[Records for the task Boundary: Start]

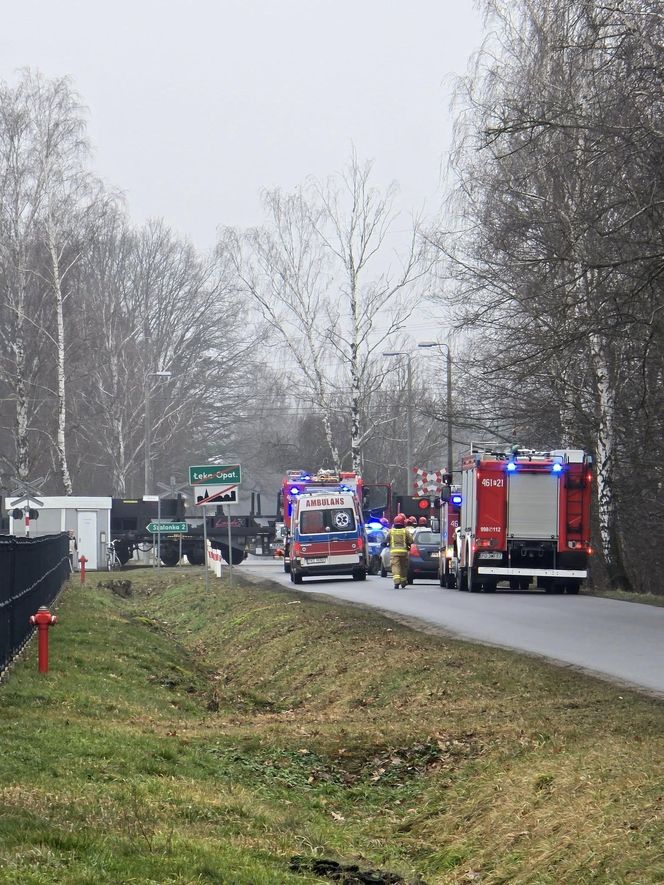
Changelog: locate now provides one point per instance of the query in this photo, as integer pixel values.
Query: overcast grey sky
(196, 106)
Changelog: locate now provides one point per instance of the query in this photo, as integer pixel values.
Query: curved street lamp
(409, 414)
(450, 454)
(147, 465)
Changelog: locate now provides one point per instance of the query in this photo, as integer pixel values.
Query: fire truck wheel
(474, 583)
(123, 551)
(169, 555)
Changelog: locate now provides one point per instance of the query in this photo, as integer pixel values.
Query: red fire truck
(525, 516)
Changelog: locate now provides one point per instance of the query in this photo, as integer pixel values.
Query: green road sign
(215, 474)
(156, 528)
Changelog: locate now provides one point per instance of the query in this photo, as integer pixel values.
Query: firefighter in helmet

[Records for the task Boundary: End]
[Records for the task Boundary: Start]

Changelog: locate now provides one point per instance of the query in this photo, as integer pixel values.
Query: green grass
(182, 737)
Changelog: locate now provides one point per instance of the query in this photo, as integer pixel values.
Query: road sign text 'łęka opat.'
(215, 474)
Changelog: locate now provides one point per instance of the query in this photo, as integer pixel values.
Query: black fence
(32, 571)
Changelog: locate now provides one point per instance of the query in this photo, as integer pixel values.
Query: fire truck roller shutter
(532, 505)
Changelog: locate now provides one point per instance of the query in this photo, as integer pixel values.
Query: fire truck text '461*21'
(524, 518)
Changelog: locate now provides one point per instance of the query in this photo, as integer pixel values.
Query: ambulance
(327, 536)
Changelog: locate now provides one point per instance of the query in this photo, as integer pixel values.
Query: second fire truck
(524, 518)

[Records for the task Boundary: End]

### What you should do:
Begin at the line that has "Query: red fire truck" in the entries above; stop after the line that has "Query: firefighter in helmet". Transcribe exactly those lines and no others.

### Answer space:
Query: red fire truck
(525, 516)
Changelog: locate now provides one point per instance of the query in this photo, as integer pixel values.
Query: green road sign
(215, 474)
(156, 528)
Changelog: locate now provides one point per instance of the query in this photo, as integer pixel values.
Query: firefighter in helmet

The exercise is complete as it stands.